**Auszüge aus Daten zur Punktannotation:**

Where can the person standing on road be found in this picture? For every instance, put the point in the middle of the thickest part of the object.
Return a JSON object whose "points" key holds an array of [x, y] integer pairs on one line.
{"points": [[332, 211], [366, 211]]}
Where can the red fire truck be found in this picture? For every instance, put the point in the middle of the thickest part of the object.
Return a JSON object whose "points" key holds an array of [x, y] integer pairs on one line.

* * *

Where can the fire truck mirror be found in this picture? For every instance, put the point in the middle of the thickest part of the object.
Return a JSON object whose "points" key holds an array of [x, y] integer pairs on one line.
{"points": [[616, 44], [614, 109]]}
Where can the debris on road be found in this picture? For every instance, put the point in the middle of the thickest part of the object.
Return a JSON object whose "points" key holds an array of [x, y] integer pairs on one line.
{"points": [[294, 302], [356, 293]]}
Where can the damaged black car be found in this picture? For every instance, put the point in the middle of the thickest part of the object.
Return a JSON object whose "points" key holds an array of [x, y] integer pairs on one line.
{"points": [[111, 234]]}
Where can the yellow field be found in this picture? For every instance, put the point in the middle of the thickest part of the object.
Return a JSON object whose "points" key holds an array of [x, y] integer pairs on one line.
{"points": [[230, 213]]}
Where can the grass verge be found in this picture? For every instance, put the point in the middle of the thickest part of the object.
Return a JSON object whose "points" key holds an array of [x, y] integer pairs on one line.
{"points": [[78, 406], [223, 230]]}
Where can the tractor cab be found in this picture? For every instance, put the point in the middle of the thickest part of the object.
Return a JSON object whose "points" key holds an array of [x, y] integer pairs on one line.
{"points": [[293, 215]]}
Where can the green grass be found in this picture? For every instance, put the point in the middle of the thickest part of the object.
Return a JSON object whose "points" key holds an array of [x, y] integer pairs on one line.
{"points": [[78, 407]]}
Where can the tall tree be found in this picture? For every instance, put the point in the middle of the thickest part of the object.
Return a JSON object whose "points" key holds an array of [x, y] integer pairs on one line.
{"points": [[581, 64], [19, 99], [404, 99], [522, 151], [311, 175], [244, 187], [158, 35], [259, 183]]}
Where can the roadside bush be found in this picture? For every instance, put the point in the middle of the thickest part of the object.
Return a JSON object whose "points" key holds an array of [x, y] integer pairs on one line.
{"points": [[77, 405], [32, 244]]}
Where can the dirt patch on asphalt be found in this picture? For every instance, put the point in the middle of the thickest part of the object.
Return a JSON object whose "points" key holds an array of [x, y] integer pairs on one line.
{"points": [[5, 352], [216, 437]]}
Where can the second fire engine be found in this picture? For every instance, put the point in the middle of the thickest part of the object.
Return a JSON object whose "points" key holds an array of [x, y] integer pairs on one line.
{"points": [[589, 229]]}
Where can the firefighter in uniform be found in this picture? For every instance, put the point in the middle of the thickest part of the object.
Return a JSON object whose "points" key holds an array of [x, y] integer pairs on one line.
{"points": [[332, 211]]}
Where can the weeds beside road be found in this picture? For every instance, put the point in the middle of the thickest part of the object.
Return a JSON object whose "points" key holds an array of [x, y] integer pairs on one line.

==

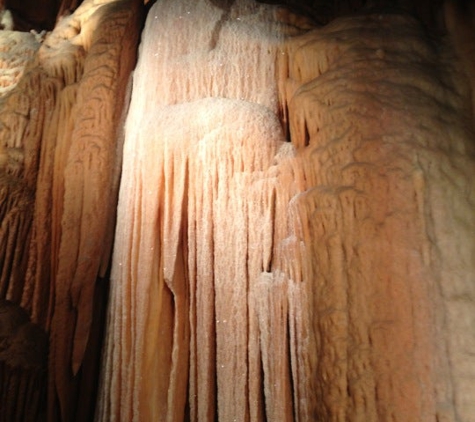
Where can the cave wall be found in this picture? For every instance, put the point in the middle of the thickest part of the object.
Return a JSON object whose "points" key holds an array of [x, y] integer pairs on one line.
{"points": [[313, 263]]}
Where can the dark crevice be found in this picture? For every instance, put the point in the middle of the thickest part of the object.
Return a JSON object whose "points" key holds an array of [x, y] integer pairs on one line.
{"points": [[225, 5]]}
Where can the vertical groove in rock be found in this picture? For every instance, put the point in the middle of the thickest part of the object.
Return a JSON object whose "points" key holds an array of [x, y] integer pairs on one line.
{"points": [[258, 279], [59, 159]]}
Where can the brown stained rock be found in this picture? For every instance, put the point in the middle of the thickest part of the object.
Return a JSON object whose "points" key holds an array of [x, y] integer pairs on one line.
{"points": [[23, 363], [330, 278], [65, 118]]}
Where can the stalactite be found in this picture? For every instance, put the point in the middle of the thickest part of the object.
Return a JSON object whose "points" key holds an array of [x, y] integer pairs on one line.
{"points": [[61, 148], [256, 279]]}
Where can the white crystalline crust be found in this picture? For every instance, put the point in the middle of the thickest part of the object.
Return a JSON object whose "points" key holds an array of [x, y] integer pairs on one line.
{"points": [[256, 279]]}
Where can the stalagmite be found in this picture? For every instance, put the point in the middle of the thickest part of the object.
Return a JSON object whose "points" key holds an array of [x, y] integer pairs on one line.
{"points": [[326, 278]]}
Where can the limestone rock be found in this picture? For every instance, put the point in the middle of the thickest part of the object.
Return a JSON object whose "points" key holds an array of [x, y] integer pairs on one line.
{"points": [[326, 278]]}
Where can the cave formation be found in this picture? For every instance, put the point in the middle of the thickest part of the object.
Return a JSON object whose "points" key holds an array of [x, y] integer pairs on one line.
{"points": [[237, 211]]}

**Arbeitsanweisung:**
Bitte gib jede Zeile der Einträge oben wieder, in der die Zeichenfolge „grass“ vorkommt.

**Lösung:**
Where can the grass verge be found in this picture? For every instance, put the point in the middle of the thickest part of the object.
Where can the green grass be found in this picture? For every instance, put the point in the middle of the thickest part of the object.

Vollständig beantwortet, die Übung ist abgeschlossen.